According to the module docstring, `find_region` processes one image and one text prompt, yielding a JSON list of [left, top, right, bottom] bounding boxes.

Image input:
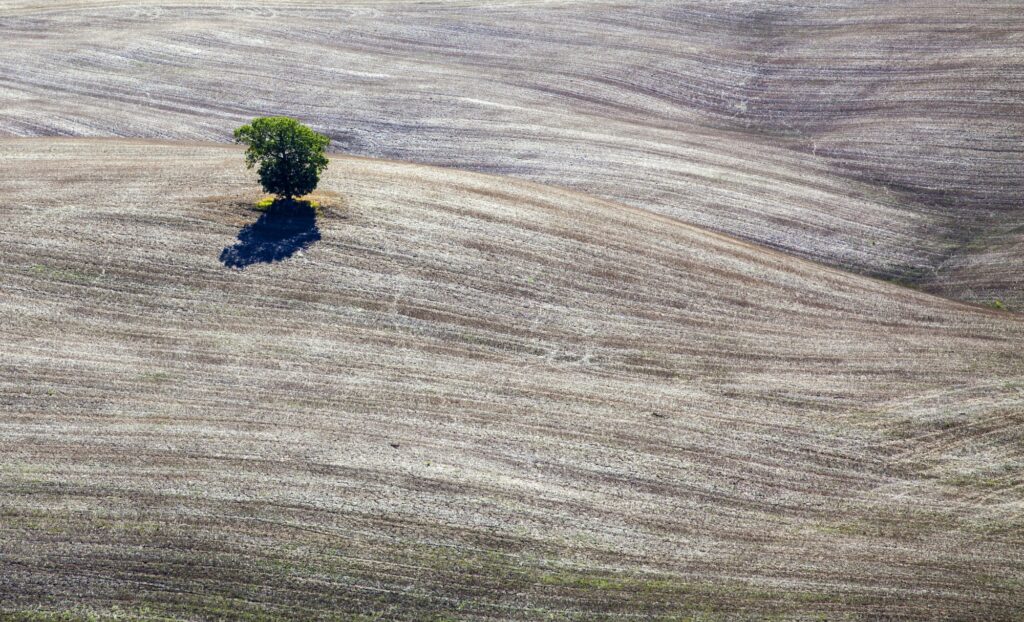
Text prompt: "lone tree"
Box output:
[[234, 117, 331, 203]]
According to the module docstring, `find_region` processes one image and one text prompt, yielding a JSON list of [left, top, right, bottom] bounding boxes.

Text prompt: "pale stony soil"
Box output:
[[0, 138, 1024, 620], [0, 0, 1024, 308]]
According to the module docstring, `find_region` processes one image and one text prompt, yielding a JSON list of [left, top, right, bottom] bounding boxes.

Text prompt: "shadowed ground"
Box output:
[[0, 0, 1024, 306], [0, 138, 1024, 621], [220, 202, 321, 268]]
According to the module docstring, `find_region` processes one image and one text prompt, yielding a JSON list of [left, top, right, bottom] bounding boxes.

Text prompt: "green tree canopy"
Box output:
[[234, 117, 331, 201]]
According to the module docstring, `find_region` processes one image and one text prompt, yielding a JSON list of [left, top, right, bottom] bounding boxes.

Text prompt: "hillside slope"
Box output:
[[0, 139, 1024, 620], [0, 0, 1024, 306]]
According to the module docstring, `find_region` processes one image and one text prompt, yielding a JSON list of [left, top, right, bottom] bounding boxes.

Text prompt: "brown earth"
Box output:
[[0, 0, 1024, 308], [0, 138, 1024, 620]]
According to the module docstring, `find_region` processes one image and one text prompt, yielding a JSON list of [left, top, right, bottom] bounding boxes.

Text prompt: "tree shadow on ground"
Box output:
[[220, 201, 321, 269]]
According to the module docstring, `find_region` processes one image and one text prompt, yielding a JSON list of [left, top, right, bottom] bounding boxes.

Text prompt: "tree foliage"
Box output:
[[234, 117, 331, 200]]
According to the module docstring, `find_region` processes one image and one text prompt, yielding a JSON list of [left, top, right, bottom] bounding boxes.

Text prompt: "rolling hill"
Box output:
[[0, 0, 1024, 307], [0, 0, 1024, 621], [0, 138, 1024, 620]]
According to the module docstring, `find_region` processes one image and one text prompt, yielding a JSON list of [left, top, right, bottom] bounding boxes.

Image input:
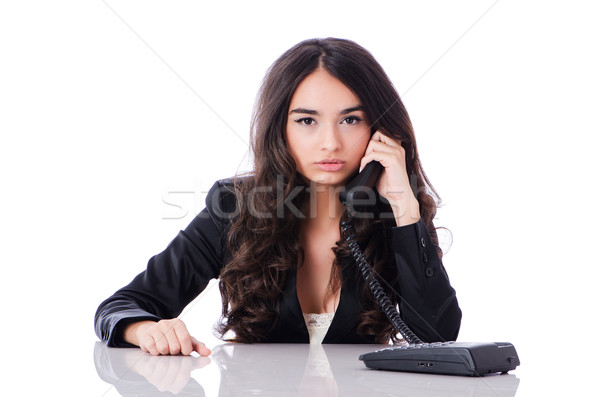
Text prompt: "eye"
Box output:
[[294, 117, 315, 125], [344, 116, 362, 125]]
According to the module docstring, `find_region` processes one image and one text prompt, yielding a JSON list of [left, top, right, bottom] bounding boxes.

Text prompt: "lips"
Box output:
[[317, 159, 344, 164], [316, 159, 344, 172]]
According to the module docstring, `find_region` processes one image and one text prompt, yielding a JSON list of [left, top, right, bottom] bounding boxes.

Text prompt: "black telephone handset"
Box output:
[[340, 161, 383, 206], [339, 161, 520, 376]]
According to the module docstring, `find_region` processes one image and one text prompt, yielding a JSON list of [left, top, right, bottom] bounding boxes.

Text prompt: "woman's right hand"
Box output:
[[123, 318, 211, 356]]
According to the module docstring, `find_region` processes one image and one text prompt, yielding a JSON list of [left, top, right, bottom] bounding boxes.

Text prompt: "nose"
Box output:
[[321, 123, 341, 152]]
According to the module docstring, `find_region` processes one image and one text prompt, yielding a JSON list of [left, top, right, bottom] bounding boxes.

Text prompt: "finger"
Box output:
[[359, 152, 395, 171], [192, 337, 211, 356], [371, 130, 402, 147], [365, 141, 405, 156], [141, 333, 160, 356], [152, 329, 170, 355], [164, 327, 181, 356], [175, 321, 194, 356]]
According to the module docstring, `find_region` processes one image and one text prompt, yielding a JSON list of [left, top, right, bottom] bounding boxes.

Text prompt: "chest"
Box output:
[[296, 234, 341, 313]]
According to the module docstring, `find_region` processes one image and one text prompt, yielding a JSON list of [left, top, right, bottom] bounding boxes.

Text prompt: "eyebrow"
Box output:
[[289, 105, 364, 116]]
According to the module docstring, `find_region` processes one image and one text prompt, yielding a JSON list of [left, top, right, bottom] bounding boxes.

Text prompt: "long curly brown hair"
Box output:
[[217, 38, 442, 343]]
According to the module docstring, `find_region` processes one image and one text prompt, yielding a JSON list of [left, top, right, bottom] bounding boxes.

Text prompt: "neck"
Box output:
[[304, 184, 345, 228]]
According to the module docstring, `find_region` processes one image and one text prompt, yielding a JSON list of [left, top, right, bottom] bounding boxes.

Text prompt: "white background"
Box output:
[[0, 0, 600, 396]]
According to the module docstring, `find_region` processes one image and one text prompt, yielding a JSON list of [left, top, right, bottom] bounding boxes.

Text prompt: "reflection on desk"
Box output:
[[94, 342, 519, 397]]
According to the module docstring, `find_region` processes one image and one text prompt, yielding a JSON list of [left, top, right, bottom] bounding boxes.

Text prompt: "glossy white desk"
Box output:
[[94, 342, 519, 397]]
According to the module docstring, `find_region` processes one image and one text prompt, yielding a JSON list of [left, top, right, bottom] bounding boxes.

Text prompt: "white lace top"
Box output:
[[302, 313, 335, 344]]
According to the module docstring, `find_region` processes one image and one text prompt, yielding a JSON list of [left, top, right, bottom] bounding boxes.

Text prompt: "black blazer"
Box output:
[[95, 179, 461, 347]]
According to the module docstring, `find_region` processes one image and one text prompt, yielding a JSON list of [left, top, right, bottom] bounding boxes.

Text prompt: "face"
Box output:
[[286, 69, 371, 186]]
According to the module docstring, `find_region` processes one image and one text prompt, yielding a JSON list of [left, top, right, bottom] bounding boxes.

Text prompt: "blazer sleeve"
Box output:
[[392, 219, 462, 342], [94, 181, 232, 347]]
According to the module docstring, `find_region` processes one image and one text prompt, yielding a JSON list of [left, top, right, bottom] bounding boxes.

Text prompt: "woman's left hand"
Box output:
[[360, 131, 420, 226]]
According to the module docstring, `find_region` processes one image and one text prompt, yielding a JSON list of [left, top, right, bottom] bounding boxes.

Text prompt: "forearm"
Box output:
[[123, 320, 156, 346], [393, 217, 462, 341]]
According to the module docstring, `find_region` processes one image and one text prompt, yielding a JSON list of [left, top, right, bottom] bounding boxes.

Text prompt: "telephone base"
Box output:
[[359, 342, 520, 376]]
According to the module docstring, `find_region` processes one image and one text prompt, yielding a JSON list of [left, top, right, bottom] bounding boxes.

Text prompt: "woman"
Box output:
[[95, 38, 461, 355]]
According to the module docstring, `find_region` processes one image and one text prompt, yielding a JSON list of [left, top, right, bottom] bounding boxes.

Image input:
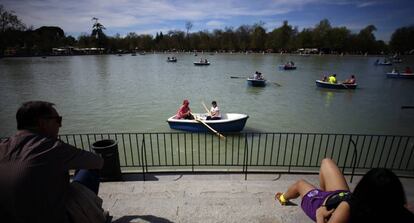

┄┄┄┄┄┄

- **THE EXERCISE**
Transcribe every line of the data above exactly as it appears, leaving out the pictures.

- **EXERCISE RESPONSE**
According to the module docstring, `find_region` processes one image and one text prompt, yielding a JSON list of [left, top, right, bottom] bounding boxes.

Image input:
Text prompt: "lone tree"
Box output:
[[234, 117, 331, 203]]
According to the module docstring, `find_region` processes one image and one text prompt, yielding a JSON list of [left, top, right, bottom] bounding boxes.

Text prompt: "pale stony soil"
Box output:
[[0, 138, 1024, 620], [0, 0, 1024, 308]]
According to the module docstring, `find_region` processes one image and one text prompt, yielding a JSON list of [left, top, right, bottom] bounding boxes.

Text prompt: "shadowed ground"
Box output:
[[0, 0, 1024, 306], [0, 138, 1024, 621], [220, 202, 321, 268]]
According to the module docstring, `find_region` processes one image and one text prompt, yielding a JSON list of [left, top, right, bottom] bounding boxes.

Text prompt: "green tree canopy"
Box output:
[[234, 117, 331, 201]]
According to the module docstring, `find_region` processes one image and one text prompt, yielding a JSON list of [left, top, right, bottom] bounding boxes.

Text prompt: "hillside slope"
Box output:
[[0, 139, 1024, 620], [0, 0, 1024, 306]]
According to the module docstring, `find_region` processes one image and one text prompt, yielding a JSON list of [left, top, right, bottom] bounding boxes.

Text prompt: "brown earth"
Box output:
[[0, 0, 1024, 308], [0, 138, 1024, 620]]
According to the module docstring, `find_region` processes one image and one text prompt, yielding a JSON list of [left, top, right, bottom] bounding boxes.

Text prompt: "tree shadow on ground"
Box output:
[[220, 201, 321, 269]]
According to the module docstring, `find_region` processes one image and one text prompt, yielding a JSON list of [left, top, right, bottom] bounding boxes.

Text prompt: "tree foliage"
Box output:
[[234, 117, 331, 200]]
According to the module docstring, `find_region` processes one image and one text prompt, yielding a JSON list of [left, top, right, bottom] bounding boxes.

Text prompt: "rolling hill"
Box output:
[[0, 0, 1024, 307], [0, 0, 1024, 621], [0, 138, 1024, 620]]
According to the module docstring, `find_region` processes one image and one text prompt, yielding a JSON list of [left, top, right, bottom] bounding boxes.

Image input:
Text prompt: "eye"
Box output:
[[294, 117, 315, 125], [344, 116, 362, 125]]
According to the module docstring, `find_region` processes one image and one text prompt, yielding a JSON list of [left, top, right, bottom] bounding boxes.

Text prompt: "lips"
Box output:
[[317, 159, 344, 164], [316, 159, 344, 172]]
According to the module docstring, `find_region` processes one image and one text prompt, yielding a JSON list of [left, top, right, bottom] bounding boxes.

Text prompt: "black telephone handset"
Box output:
[[340, 161, 383, 206], [339, 161, 520, 376]]
According to the module docstring, `find_region` processes one image and one text prompt, yielding a JSON list of [left, top, right, bottom] bounding boxes.

Text prompt: "woman's right hand"
Box output:
[[123, 318, 211, 356]]
According to the module docstring, `find_region` processes one image and one text prompt, yielding a JSON list of [left, top, right, bottom] bounding boxes.

Text prompt: "nose"
Box output:
[[321, 123, 341, 152]]
According to the module docstring, `find_region` processes one image and one text prompt, yielding a JSON list of [left, top, right, bottom] bounding boxes.

Text prompt: "finger"
Box output:
[[359, 152, 395, 171], [192, 337, 211, 356], [371, 130, 402, 147], [365, 141, 405, 156], [141, 333, 160, 356], [152, 329, 170, 355], [164, 327, 181, 356], [175, 321, 194, 356]]
According to the module docstring, `find_region` processes one image and one text prompt, yielding a JSON list of [left, top, right, bottom] bounding boxes.

Text prompt: "chest"
Box output:
[[296, 234, 341, 313]]
According to the module docstring, `find_region` processes one image and one text prompt, yielding a JSON list of [left, top, right, bottom] bounding boxes.

Text prompt: "eyebrow"
Box output:
[[289, 105, 364, 116]]
According to the module docstring, `find_region` processes one image and one text prompt, yielding a JSON list of [left, top, right, bottom] bounding boxes.

Text prompt: "long curly brown hair"
Box output:
[[217, 38, 442, 343]]
According to the module docstring, `find_region` processes one image and one text prompt, yielding a JSON list of [left, top, right, bottom] bounding boxes.

Text prompt: "neck"
Box output:
[[304, 184, 345, 228]]
According to the module docstring, `find_region` processes one image and one text prompt, yielding a JSON list of [left, top, right, bottom] bounding boxes.

Text prompt: "white background"
Box output:
[[0, 0, 600, 396]]
According to the module docstring, `find_region` processes one image and one text prompt, yielding a JSON list of [left, top, right, bottom] bounding boxes.

Text prompt: "reflection on desk"
Box output:
[[94, 342, 519, 397]]
According to the module docstring, `find_region` processes one image and one text prompt, yielding a JSON list of [left, top, right, bottom] bounding boxes.

Text prompt: "glossy white desk"
Box output:
[[94, 342, 519, 397]]
According to the module docstring, `find_region` processes one image and one text prompt, yielding a JSON list of [left, top, right, bottom] bounding boxes.

Text prompt: "white lace top"
Box output:
[[302, 313, 335, 344]]
According to the module docstring, `find_region` processes one image and one text prompt, yielding a JSON list of [left, top, right, bottom] bounding boxes.

Text prompt: "black blazer"
Box output:
[[95, 179, 461, 347]]
According to the module docstring, `find_region` processes one image and one text prompt, yielding a JSON list of [left, top, right, bottom] bounding boxes.

Text prompt: "face"
Box output:
[[286, 69, 371, 186]]
According to the module docstring, `find_region` processes one image and one text prompt, yielding a JSON list of [left, top, right, bottom] bounding boxes.

Text prompt: "blazer sleeve"
Box output:
[[392, 219, 462, 342], [94, 181, 232, 347]]
According to the module docstring, `find_region` processes one image and one text prompt, yielding a JSON list of [left, top, right, bottom] bounding boxes.

Text prompt: "woman's left hand"
Box output:
[[360, 131, 420, 226]]
According to the module docstring, `find_region` processes one image and one text prompt, yielding a JSON list of [left, top, right, bottom] bounding boxes.

Text prompt: "forearm"
Box output:
[[123, 320, 156, 346], [393, 217, 462, 341]]
According to the module docstring, `find_region` processes one image and one text prompt, yielding a JSON list of [left, top, right, bottom] bounding boxes.

Text prompt: "telephone base"
Box output:
[[359, 342, 520, 376]]
According to the module docstring, `find_region` processes one image and one text prompt, yielding a JSON list of [left, top, right, bottom] bounding boxes.

Text prompt: "woman"
Box output:
[[95, 38, 461, 355]]
According to the module docstring, `find_region` processes one image and one text prompt, yielding a JSON list of [left, top, right, bottom] bounding boxes.

Image input:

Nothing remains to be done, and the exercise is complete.